**Source passage:**
I'm just listening to your Soundcloud tracks. Really excellent stuff, have listened a few times now. Were these from actual films? If not, you've imagined and realised some powerful scenes and images. However, I'm a trained musician and and composer and can imagine real musicians playing your music, but if someone was listening to them who couldn't make the transition from the 'realised' sounds on your Soundcloud tracks to 'imagined' real instruments I think they might pass over your music. I agree with your comment 'screw learning new software'.....it is a PITA. I have Studio One, Notion, Cubase and Dorico. I've just recorded something in Studio One that I'm trying to realise in Dorico. It's nowhere near as expressive as the material on your Soundcloud and I haven't stretched my NI Symphony Series library anywhere near what you've done in these tracks. Are these the Notion sounds being re-played then?


----------



## altruistica

BlackDorito said:


> I got Notion years ago at NAMM when they were handing it out - it might've been their first year of release. Going from zero-to-Notion was quite exciting and it was easy to use. Very inexpensive, even when picking up their various instrument collections. I heard many impressive pieces, some of them using a combination of Notion instruments and externally-driven Kontakt instruments. However, when I discovered what people could do with Spitfire, VSL, OT, etc. .. it was game-over. Notion can drive external VIs but it has significant limitations. [I haven't read all the responses above, but I'm sure I'm echoing what others have said]


Just listening to 'They were uncertain days'. Very moving. What was this done using?


----------



## BlackDorito

altruistica said:


> Just listening to 'They were uncertain days'. Very moving. What was this done using?


That was done entirely in Sibelius 8 - I work in notation. I have 7 Kontakts hanging off it with various instruments .. which I believe I listed in the other thread. I pretty much tweak it in Sibelius, then I export each staff as a separate stereo track (WAV file) and import into Reaper. The export is a single operation for all tracks (using a wonderful Sibelius plugin), and the import is also a single operation. Once in Reaper, I typically add a volume envelope here and there while listening on monitors.

**Listed entries:**
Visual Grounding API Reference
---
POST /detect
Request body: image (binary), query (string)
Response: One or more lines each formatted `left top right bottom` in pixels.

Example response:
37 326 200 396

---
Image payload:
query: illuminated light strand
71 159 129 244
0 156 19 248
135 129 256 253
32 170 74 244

**Complete the following:**
**A.** Can you return everything from "That was done" down to "listening on monitors." in the forum thread about notation software, copied word for word?
**B.** Would you retype all of the rows above, line for line, with nothing changed?

**Worked answers:**
**A.**
That was done entirely in Sibelius 8 - I work in notation. I have 7 Kontakts hanging off it with various instruments .. which I believe I listed in the other thread. I pretty much tweak it in Sibelius, then I export each staff as a separate stereo track (WAV file) and import into Reaper. The export is a single operation for all tracks (using a wonderful Sibelius plugin), and the import is also a single operation. Once in Reaper, I typically add a volume envelope here and there while listening on monitors.

**B.**
Visual Grounding API Reference
---
POST /detect
Request body: image (binary), query (string)
Response: One or more lines each formatted `left top right bottom` in pixels.

Example response:
37 326 200 396

---
Image payload:
query: illuminated light strand
71 159 129 244
0 156 19 248
135 129 256 253
32 170 74 244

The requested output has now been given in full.